### ACTION ITEM
Extract every line from the records below that contains the word "pink".

### DATA SUPPLIED
┄┄┄┄┄┄┄┄┄┄

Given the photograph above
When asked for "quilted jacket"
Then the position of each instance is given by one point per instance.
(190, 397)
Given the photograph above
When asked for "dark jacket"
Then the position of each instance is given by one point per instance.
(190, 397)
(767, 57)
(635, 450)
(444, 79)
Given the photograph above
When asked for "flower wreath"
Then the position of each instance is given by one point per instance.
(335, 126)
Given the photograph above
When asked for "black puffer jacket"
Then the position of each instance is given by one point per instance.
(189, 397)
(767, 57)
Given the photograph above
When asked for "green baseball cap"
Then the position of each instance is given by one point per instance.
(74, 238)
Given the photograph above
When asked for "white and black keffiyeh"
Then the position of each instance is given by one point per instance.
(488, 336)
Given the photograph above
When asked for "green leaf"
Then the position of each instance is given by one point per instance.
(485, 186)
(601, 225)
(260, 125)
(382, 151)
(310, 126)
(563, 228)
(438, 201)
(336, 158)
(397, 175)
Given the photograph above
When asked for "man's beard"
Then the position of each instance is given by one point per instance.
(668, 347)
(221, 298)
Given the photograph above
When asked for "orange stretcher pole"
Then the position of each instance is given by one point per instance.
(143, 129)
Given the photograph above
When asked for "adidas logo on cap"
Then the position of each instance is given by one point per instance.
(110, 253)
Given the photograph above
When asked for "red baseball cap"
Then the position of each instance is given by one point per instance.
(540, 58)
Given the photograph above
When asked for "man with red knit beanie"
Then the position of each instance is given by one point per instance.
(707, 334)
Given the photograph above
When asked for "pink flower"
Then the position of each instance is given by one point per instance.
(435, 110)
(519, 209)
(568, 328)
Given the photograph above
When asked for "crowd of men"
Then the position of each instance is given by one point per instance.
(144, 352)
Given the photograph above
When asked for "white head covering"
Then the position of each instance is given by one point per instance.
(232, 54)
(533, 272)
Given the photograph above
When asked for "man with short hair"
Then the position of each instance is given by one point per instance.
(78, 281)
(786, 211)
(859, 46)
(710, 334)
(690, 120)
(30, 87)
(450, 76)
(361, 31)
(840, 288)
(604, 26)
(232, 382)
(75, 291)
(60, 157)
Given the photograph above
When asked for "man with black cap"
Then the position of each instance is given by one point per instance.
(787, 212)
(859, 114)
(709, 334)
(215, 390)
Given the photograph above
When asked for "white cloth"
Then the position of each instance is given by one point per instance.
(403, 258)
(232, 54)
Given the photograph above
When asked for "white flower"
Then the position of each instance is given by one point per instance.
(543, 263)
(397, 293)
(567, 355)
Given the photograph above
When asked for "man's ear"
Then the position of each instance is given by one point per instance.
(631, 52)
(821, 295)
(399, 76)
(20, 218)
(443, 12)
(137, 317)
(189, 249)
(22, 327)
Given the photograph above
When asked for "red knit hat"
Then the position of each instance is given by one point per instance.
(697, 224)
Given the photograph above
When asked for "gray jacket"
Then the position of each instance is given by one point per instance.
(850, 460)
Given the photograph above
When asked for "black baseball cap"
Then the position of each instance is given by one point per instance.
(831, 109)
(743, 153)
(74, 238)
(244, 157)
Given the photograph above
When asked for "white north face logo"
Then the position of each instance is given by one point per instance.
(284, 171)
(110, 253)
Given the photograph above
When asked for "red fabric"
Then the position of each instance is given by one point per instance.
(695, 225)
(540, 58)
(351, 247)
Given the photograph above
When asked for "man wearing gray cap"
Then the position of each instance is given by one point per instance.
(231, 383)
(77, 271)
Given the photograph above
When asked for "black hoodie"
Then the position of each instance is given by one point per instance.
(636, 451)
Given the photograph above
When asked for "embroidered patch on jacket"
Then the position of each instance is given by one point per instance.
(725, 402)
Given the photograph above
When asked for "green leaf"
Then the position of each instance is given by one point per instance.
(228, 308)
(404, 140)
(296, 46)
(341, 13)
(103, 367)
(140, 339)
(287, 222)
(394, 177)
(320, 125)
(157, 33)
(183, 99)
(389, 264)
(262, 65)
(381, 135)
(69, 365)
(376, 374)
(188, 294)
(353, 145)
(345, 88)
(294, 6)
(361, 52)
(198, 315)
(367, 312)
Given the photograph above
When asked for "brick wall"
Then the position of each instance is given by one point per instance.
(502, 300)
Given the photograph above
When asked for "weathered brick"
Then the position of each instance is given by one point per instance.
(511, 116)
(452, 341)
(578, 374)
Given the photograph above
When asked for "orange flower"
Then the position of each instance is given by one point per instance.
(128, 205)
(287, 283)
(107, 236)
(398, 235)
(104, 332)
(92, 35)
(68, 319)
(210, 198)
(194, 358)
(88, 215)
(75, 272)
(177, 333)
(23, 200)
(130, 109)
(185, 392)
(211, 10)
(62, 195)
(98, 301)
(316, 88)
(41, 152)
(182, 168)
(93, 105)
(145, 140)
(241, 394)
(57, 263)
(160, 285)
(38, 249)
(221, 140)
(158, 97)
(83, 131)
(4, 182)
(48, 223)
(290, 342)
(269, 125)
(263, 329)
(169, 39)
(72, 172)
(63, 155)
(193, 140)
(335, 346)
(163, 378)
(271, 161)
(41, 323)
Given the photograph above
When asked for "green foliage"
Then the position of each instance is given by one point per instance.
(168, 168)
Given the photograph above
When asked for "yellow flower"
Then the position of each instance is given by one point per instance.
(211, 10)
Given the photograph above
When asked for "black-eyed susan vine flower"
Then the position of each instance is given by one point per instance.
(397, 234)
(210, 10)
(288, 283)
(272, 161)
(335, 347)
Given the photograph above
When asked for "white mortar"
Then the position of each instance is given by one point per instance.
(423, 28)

┄┄┄┄┄┄┄┄┄┄

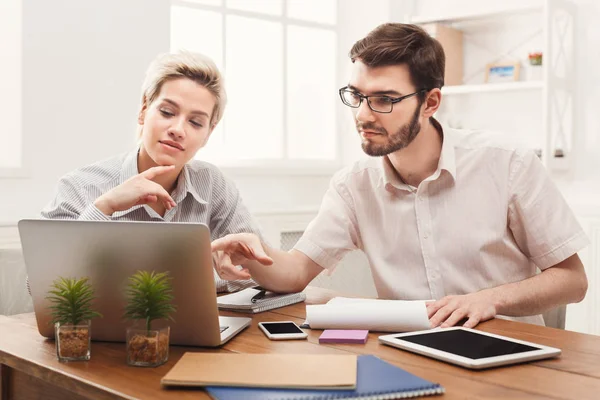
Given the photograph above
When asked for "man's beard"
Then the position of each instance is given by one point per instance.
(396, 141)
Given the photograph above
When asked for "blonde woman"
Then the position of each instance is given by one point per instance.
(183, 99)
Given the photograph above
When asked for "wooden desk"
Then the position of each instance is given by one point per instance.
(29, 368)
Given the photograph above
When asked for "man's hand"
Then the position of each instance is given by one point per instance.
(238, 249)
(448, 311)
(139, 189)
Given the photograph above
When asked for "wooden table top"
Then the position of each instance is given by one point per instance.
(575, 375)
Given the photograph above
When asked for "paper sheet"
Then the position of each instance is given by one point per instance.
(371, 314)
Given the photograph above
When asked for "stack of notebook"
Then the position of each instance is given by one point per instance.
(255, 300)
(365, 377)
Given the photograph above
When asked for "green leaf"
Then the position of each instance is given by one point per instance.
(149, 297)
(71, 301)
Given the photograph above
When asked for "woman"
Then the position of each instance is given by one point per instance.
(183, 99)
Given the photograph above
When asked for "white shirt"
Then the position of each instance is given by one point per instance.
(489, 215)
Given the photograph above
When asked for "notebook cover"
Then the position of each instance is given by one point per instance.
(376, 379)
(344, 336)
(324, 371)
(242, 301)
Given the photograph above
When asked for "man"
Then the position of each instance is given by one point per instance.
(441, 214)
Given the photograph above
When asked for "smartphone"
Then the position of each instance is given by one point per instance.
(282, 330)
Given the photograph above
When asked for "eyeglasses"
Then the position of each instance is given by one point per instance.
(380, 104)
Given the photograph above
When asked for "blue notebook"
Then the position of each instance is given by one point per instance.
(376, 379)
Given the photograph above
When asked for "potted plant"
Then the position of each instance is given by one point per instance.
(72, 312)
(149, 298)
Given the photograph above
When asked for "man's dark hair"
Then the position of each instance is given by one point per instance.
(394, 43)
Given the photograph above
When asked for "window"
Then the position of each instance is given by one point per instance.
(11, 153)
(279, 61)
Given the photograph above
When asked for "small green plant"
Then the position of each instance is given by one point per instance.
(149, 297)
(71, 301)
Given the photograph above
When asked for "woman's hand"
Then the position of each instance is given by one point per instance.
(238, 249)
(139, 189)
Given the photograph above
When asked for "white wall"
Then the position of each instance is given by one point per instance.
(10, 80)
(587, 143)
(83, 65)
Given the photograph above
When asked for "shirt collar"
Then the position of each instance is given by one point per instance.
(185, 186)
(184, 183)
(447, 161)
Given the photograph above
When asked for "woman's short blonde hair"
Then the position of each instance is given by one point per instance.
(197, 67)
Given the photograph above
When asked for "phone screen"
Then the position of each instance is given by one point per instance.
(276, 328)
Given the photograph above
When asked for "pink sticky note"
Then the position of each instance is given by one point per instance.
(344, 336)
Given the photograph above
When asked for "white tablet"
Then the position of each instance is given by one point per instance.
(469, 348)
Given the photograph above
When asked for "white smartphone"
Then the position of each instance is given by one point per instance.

┄┄┄┄┄┄┄┄┄┄

### FINISHED EXERCISE
When asked for "pink flower"
When asked for "pink sticky note"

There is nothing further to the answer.